Stored records:
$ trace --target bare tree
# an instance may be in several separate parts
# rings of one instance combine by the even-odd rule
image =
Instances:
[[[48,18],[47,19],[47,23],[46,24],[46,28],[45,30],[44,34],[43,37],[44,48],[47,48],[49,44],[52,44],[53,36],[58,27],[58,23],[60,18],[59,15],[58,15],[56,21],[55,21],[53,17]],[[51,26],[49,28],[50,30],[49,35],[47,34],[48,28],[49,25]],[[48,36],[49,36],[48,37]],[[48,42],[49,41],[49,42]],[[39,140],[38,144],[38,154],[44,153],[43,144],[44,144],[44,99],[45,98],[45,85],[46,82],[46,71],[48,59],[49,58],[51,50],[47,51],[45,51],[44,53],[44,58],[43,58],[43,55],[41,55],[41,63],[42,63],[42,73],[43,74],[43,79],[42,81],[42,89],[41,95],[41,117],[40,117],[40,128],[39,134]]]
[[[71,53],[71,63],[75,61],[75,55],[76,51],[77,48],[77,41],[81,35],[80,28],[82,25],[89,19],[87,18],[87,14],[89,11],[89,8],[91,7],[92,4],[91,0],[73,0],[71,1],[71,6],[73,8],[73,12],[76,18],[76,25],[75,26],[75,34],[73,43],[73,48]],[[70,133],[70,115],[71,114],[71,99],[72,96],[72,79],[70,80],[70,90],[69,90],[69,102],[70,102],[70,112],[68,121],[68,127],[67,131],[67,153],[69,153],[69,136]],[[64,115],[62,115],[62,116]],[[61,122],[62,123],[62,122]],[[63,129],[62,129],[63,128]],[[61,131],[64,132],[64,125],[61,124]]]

The exercise:
Reproduce every record above line for line, keeping each character unchanged.

Output:
$ trace --target bare tree
# an instance may be in several separate parts
# rings of one instance combine by the even-odd rule
image =
Instances:
[[[48,18],[47,19],[47,23],[46,24],[46,28],[45,30],[44,34],[43,37],[44,48],[47,48],[49,44],[52,44],[53,36],[58,27],[58,23],[60,18],[59,15],[58,15],[56,21],[55,21],[53,17]],[[51,26],[49,28],[50,30],[49,35],[47,34],[48,28],[49,25]],[[48,36],[49,36],[48,37]],[[48,42],[49,41],[49,42]],[[39,140],[38,144],[38,154],[44,153],[43,144],[44,144],[44,99],[45,98],[45,85],[46,82],[46,71],[48,59],[49,58],[51,50],[47,51],[45,51],[44,53],[44,58],[43,58],[43,55],[41,55],[41,63],[42,63],[42,73],[43,74],[43,79],[42,81],[42,89],[41,95],[41,117],[40,117],[40,128],[39,134]]]
[[[71,53],[71,63],[75,61],[75,55],[76,51],[77,48],[77,41],[81,35],[80,28],[82,25],[89,19],[87,18],[87,14],[89,11],[89,8],[91,7],[92,4],[91,0],[73,0],[71,1],[71,6],[73,8],[73,12],[76,18],[76,25],[75,26],[75,34],[73,43],[73,48]],[[70,133],[70,115],[71,114],[71,99],[72,96],[72,79],[70,80],[70,90],[69,90],[69,102],[70,102],[70,112],[68,121],[68,127],[67,131],[67,153],[69,153],[69,136]],[[64,115],[62,115],[62,116]],[[61,122],[62,123],[62,122]],[[63,129],[62,129],[63,128]],[[61,131],[64,132],[64,125],[61,124]]]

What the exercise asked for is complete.